[Records from a dataset]
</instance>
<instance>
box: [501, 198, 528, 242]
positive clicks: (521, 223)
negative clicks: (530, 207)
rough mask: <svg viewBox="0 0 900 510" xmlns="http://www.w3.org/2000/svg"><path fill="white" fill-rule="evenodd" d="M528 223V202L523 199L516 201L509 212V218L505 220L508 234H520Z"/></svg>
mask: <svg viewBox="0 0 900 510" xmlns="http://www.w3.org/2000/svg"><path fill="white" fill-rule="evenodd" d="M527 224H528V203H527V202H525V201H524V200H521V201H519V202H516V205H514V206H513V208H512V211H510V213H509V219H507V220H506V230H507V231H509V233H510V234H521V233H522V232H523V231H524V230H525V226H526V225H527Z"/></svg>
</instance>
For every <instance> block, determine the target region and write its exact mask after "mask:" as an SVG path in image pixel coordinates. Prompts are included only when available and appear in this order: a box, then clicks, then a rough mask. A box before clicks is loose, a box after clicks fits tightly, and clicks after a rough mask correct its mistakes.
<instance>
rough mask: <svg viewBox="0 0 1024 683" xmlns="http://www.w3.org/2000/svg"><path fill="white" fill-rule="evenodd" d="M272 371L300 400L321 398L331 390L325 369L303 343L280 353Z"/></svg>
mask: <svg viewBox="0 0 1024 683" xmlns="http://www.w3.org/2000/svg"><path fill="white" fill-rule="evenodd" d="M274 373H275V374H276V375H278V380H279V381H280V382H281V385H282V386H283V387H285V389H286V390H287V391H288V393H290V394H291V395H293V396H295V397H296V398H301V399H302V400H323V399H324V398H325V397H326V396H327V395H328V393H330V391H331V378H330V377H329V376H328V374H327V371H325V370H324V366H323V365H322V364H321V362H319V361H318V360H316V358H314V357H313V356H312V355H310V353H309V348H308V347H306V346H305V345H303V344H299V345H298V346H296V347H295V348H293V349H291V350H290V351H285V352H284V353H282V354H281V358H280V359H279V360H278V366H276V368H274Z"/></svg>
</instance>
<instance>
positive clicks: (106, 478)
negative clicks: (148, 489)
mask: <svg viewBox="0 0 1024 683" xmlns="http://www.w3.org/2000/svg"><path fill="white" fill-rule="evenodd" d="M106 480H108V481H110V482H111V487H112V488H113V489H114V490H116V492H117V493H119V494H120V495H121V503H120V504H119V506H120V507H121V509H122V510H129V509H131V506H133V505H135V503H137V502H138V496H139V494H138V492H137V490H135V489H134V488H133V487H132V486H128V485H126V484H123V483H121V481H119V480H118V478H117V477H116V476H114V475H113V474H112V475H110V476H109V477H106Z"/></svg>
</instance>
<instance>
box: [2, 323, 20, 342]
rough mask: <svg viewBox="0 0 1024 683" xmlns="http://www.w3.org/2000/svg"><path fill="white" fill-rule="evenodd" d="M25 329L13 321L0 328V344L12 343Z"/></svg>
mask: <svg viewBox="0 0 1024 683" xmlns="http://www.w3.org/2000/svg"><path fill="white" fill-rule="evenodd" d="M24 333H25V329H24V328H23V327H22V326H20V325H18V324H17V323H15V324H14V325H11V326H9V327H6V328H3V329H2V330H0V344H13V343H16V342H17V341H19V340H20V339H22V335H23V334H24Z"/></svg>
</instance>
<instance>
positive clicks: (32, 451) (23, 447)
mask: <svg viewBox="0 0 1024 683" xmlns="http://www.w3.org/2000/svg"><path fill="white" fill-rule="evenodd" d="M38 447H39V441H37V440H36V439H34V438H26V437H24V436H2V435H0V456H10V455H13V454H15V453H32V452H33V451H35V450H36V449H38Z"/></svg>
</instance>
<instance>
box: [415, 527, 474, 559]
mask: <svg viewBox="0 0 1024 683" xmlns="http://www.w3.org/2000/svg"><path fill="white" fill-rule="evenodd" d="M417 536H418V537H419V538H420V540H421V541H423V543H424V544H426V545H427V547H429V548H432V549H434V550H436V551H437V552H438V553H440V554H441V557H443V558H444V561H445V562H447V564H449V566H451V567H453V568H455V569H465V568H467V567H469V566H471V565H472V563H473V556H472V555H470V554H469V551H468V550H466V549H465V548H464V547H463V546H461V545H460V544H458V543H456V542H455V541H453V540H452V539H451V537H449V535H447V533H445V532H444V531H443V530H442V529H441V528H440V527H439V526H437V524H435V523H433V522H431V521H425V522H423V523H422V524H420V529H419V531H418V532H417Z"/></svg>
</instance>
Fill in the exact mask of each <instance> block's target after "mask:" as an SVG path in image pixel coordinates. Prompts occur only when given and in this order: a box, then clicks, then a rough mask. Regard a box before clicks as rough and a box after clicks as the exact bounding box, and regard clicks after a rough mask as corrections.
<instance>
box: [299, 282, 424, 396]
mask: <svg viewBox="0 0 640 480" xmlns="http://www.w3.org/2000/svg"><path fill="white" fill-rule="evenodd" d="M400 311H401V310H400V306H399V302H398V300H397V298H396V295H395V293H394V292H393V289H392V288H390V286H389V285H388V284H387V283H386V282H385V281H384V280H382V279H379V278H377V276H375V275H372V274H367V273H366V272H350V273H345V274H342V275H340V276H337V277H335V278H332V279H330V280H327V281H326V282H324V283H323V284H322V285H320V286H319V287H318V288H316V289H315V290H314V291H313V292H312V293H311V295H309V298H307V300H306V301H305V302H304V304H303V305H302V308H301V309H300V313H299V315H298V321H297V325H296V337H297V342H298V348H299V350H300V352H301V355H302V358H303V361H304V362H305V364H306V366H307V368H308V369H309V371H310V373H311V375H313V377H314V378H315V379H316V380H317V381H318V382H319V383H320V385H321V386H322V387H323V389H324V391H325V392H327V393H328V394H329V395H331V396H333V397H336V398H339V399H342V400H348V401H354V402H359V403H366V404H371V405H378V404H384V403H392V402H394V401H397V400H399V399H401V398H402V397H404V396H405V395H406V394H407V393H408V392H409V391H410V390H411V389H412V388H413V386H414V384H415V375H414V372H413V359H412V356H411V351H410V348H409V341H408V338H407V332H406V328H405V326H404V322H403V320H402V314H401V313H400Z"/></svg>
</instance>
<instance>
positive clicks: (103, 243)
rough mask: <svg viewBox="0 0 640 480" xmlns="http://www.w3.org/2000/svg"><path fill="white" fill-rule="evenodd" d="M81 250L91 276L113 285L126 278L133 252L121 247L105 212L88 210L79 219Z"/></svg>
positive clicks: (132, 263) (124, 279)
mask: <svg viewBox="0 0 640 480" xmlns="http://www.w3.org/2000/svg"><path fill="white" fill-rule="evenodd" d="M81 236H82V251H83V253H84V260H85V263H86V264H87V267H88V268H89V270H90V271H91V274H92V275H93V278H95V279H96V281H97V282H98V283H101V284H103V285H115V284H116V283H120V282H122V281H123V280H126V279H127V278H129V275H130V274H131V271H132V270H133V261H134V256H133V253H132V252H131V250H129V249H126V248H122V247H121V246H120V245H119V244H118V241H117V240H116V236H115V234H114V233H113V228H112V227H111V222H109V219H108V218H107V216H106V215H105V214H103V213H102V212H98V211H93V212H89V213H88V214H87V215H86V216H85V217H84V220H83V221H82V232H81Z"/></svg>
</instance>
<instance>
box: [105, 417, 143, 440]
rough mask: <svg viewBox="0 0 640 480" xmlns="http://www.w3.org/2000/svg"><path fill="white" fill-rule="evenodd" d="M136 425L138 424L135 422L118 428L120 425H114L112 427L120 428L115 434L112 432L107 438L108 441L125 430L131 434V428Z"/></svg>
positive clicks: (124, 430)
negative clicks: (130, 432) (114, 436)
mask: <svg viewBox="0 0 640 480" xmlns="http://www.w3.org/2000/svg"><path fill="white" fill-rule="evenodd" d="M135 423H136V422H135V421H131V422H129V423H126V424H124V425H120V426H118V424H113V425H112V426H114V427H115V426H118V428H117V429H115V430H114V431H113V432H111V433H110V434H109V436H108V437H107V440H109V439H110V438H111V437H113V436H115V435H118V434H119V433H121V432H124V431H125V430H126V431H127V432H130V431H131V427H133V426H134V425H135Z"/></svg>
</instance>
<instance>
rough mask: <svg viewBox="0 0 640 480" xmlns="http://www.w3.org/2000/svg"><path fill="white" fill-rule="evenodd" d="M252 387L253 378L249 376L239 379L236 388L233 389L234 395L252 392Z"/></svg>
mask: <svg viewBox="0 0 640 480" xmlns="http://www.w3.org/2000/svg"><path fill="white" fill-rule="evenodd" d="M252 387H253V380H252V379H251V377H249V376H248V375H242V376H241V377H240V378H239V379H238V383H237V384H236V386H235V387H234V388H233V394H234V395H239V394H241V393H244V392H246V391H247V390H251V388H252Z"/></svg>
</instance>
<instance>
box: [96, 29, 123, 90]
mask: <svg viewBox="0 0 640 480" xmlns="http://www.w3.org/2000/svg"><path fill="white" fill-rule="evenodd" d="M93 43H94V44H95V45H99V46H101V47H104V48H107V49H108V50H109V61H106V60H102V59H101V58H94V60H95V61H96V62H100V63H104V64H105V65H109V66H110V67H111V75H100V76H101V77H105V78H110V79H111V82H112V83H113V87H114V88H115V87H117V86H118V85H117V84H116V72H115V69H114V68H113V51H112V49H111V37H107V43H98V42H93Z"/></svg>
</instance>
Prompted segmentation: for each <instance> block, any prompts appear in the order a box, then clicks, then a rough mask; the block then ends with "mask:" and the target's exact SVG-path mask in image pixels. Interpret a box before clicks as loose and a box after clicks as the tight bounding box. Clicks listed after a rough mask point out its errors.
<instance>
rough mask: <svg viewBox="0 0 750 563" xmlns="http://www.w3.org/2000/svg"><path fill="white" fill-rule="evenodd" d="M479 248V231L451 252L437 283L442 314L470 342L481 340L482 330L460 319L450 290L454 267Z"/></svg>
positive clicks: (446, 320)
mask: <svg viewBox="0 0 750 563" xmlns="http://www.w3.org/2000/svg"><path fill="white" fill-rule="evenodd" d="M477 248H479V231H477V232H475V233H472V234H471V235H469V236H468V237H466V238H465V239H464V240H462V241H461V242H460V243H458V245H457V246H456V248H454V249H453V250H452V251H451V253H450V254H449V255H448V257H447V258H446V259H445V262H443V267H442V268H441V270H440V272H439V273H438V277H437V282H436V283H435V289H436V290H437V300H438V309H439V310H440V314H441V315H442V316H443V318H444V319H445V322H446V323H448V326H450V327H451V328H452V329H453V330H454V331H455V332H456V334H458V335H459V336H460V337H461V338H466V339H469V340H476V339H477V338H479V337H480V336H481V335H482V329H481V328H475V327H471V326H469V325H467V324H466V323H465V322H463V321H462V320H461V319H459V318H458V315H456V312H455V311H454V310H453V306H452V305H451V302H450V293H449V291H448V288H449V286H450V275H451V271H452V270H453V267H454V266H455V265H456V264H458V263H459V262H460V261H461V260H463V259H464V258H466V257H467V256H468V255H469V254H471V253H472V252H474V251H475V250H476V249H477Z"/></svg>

_AIM OF THE TASK:_ Turn everything from the start of the data down through the line containing "223V202L523 199L516 201L509" into a numbered list, omitting any blank lines.

_ANSWER BOX:_
1. </instance>
2. <instance>
3. box: [501, 198, 528, 242]
4. positive clicks: (521, 223)
5. negative clicks: (530, 207)
6. rough mask: <svg viewBox="0 0 900 510" xmlns="http://www.w3.org/2000/svg"><path fill="white" fill-rule="evenodd" d="M528 223V202L523 199L516 201L509 212V218L505 220L508 234H520Z"/></svg>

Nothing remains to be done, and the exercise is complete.